# Description of the task
Copy the data that follows, character for character, minus the pictures.

# Material to process

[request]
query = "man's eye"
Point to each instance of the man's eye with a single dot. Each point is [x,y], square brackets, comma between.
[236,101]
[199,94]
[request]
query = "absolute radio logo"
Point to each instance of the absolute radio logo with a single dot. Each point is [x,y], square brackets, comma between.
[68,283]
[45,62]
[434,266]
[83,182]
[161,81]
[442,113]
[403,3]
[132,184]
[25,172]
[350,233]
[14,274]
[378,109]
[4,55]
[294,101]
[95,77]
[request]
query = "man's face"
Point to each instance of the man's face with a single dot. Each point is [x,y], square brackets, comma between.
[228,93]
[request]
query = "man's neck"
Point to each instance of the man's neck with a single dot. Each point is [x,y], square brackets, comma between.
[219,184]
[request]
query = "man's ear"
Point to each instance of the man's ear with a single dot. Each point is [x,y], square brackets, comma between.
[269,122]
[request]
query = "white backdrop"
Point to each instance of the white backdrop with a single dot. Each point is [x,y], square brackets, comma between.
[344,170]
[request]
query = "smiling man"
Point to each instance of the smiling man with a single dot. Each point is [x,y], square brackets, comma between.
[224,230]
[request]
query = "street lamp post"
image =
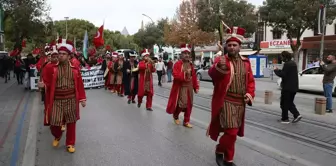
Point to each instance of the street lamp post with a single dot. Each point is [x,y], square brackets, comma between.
[66,27]
[323,29]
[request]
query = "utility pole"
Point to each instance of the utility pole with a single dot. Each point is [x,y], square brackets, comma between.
[323,13]
[66,27]
[2,33]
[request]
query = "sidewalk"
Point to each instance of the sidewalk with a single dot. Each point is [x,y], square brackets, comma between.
[12,105]
[114,133]
[307,111]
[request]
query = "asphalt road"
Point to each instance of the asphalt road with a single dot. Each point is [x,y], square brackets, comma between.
[114,133]
[15,104]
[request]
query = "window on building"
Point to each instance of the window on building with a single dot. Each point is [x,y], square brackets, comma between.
[316,32]
[276,34]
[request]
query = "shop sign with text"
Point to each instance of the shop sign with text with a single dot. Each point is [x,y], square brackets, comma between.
[279,44]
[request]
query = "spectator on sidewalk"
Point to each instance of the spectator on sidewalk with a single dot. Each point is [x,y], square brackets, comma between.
[160,67]
[289,87]
[170,69]
[328,79]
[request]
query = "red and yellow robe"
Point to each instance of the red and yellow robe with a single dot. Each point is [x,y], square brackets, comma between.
[142,75]
[222,81]
[179,79]
[50,79]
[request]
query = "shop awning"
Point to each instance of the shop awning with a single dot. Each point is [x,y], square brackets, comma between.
[274,51]
[247,52]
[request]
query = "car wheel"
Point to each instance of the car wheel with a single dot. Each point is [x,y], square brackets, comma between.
[199,76]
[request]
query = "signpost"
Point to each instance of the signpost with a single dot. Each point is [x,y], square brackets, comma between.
[2,41]
[322,26]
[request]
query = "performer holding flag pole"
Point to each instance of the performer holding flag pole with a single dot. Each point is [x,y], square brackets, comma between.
[234,87]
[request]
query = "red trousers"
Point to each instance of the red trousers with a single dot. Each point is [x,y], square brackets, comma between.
[111,87]
[149,99]
[120,88]
[131,97]
[187,113]
[70,133]
[227,143]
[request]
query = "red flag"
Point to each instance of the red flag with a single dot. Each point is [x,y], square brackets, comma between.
[98,40]
[108,48]
[14,52]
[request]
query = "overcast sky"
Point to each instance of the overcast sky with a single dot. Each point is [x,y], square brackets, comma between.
[117,13]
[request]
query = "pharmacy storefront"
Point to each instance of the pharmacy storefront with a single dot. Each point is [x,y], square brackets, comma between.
[274,48]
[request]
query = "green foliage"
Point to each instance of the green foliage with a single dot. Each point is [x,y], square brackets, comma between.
[26,18]
[295,16]
[151,34]
[232,12]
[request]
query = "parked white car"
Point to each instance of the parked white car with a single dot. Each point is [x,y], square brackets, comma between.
[202,74]
[310,79]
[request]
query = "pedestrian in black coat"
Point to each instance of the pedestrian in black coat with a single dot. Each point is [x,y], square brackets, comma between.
[289,87]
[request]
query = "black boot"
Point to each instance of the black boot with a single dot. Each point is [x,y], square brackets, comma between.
[149,109]
[220,159]
[229,163]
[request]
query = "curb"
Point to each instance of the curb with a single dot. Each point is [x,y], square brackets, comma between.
[264,149]
[29,154]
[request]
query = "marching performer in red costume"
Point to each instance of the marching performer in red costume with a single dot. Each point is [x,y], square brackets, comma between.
[184,84]
[112,73]
[44,59]
[131,79]
[145,87]
[118,68]
[234,87]
[104,65]
[65,91]
[75,61]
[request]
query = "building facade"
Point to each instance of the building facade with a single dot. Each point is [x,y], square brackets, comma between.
[273,42]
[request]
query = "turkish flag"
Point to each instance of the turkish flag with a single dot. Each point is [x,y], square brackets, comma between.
[98,40]
[23,43]
[36,51]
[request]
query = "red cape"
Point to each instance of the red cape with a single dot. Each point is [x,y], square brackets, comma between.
[142,69]
[179,79]
[50,77]
[222,80]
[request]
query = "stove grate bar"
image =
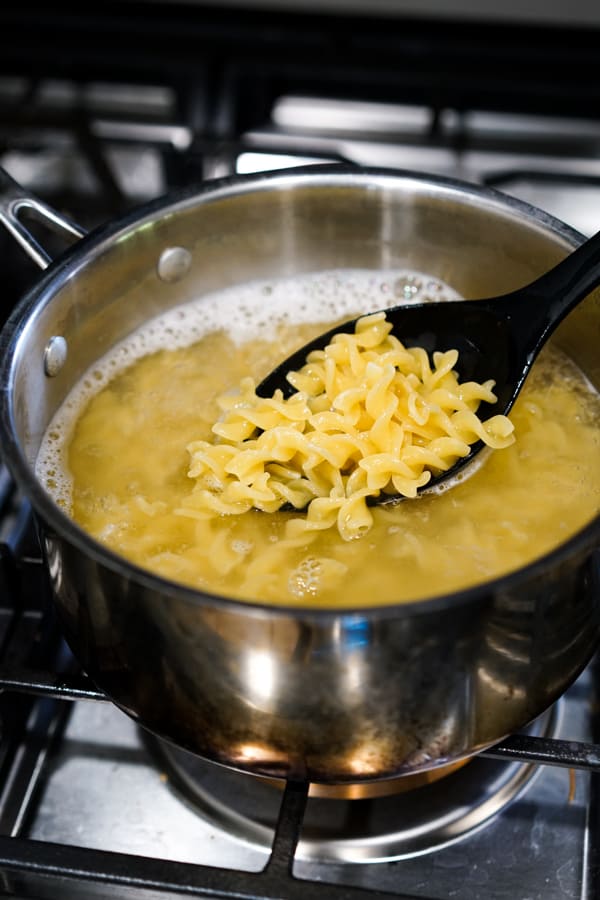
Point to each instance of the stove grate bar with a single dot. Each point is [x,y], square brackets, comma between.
[39,858]
[515,748]
[58,686]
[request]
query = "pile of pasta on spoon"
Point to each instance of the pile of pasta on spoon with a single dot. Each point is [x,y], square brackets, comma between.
[369,415]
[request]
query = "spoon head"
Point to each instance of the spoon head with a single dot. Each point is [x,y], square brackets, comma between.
[478,329]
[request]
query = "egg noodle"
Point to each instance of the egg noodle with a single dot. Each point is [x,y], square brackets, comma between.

# Output for this task
[request]
query = "man's eye"
Point to each instance of the man's eye with a single dot. Each point is [x,y], square brackets, comma between.
[236,101]
[199,94]
[request]
query = "absolute radio logo"
Point to each instance of the absolute radio logo with a single dot. Each point is [x,y], square brackets, comma between.
[68,283]
[45,62]
[434,266]
[83,182]
[161,81]
[442,113]
[403,3]
[132,184]
[25,172]
[350,233]
[14,274]
[378,109]
[4,55]
[294,101]
[95,77]
[request]
query = "man's face"
Point to each instance of the man's face with a single dot. Each point is [x,y], square brackets, comma between.
[228,93]
[request]
query = "man's neck"
Point to each instance of the man's neck with a single dot. Each point is [x,y], square brackets, comma between.
[219,184]
[request]
query = "man's ear"
Point to each instance of the man's ear with a single dot. Each point is [x,y], square brackets, comma between.
[269,122]
[request]
query = "white backdrop"
Point to each instance of the white backdrop with a single dot. Each point is [x,y], square brackets, comma between.
[344,170]
[request]
query = "smiling man"
Point to each instance of the smiling man with a single dot. Each point is [x,y], square brackets, comma between.
[224,230]
[request]
query = "street lamp post"
image =
Point to each instance of the street lamp post with a single dot. Each point is [x,y], square brackets, comma between.
[66,27]
[323,29]
[request]
query = "utility pole"
Point to each instance of the utility pole with a single dot. Each point is [x,y], square brackets, comma between.
[323,13]
[66,27]
[2,33]
[request]
query = "sidewalk"
Point to each instance of the sidewalk with a single dot. Each point is [x,y], square brackets, comma between.
[12,105]
[114,133]
[307,111]
[request]
query = "asphalt road"
Point to each instance of the asphalt road with a single dot. Each point is [x,y], square brackets, comma between.
[114,133]
[15,104]
[request]
query = "window on building"
Point to each instance of the window on building with a single dot. Each point is [x,y], square brackets, comma between.
[316,32]
[276,34]
[request]
query = "shop sign with text"
Point to each instance of the shop sign with text with a single dot. Each point is [x,y], square brackets, comma between.
[279,44]
[request]
query = "spectator on sidewalk"
Point to each instance of the spectator on sidewalk with a single dot. Each point is [x,y], square brackets, comma between.
[160,67]
[289,87]
[170,69]
[328,79]
[request]
query = "red and yellow robe"
Point to each instance of the red and yellow robe with a single dot. Each point is [x,y], square brackets, comma between.
[142,75]
[222,81]
[179,79]
[50,79]
[request]
query = "shop awning"
Point to each instance of the shop awning with a single dot. Each point is [x,y], square brackets, comma between.
[274,51]
[247,52]
[request]
query = "car wheel"
Point to each instance of the car wheel with a single dot. Each point is [x,y], square brackets, comma between.
[199,76]
[request]
query = "signpost"
Point to each instance of the signpost with a single dot. Each point is [x,y], square brackets, comma between.
[2,41]
[322,26]
[request]
query = "performer holding flag pole"
Point to each instance of the performer holding flag pole with a single dot. Each point is [x,y], square brackets, comma between.
[234,87]
[request]
query = "red trousers"
Point to each instance of the red trousers with a single dot. Each point is [x,y], square brackets, comma between.
[111,87]
[149,99]
[120,88]
[131,97]
[187,113]
[70,133]
[227,143]
[request]
query = "red flag"
Point to each instance of the red flag with a single dot. Each point is [x,y], square brackets, comma between.
[98,40]
[108,48]
[14,52]
[request]
query = "overcast sky"
Point to each instance of the overcast sky with a single dot. Each point is [x,y], square brackets, comma between.
[117,13]
[request]
query = "pharmacy storefront"
Point to each instance of the pharmacy storefront with a single dot. Each point is [x,y], square brackets, comma between.
[274,48]
[request]
query = "green foliage"
Point to each instance of the green foliage with a single dot. Each point is [x,y], square brackets, comma between.
[26,18]
[295,16]
[151,34]
[232,12]
[request]
query = "parked white car"
Point to each instance of the parked white car with a single dot. Each point is [x,y], square brackets, comma between.
[202,74]
[310,79]
[request]
query = "pedestrian in black coat"
Point to each instance of the pedestrian in black coat with a single dot. Each point is [x,y], square brackets, comma between.
[289,87]
[request]
query = "black boot"
Point to each instance of the black boot with a single dot. Each point is [x,y], square brackets, comma between.
[149,109]
[220,159]
[229,163]
[request]
query = "curb"
Point to each instance of the curb with a single dot. Each point is [x,y], square brackets, comma between.
[264,149]
[29,154]
[request]
query = "marching performer in red costume"
Point to each instance of the marching performer in red costume with a single dot. Each point is [x,y], square brackets, comma between.
[184,84]
[112,73]
[44,59]
[131,79]
[145,87]
[118,68]
[234,87]
[104,65]
[65,91]
[75,61]
[request]
query = "building facade"
Point to each instance of the building facade with a single dot. Each point is [x,y], square brackets, comma between.
[273,42]
[request]
query = "turkish flag"
Point to each instance of the turkish flag with a single dot. Each point is [x,y], square brackets, comma between.
[98,40]
[23,43]
[36,51]
[request]
query = "red cape"
Point to each instance of the red cape with a single dot. Each point is [x,y], square brackets, comma between.
[142,69]
[179,79]
[50,77]
[222,80]
[request]
query = "stove grate bar"
image =
Point to each instance of the stove grate bar with a single dot. Each point is [x,y], square brackets, comma between.
[39,858]
[515,748]
[58,686]
[request]
query = "pile of pasta on spoon"
Point to each instance of the pile of pasta on spoon with a single dot. Each point is [x,y], square brackets, comma between.
[369,415]
[request]
query = "spoon head"
Point to each instance of the spoon head with a single dot. Each point is [x,y], square brackets, comma between.
[478,329]
[request]
query = "egg noodle"
Point to each instance of the egg noodle with a single dot. Each point is [x,y], square brackets, comma between.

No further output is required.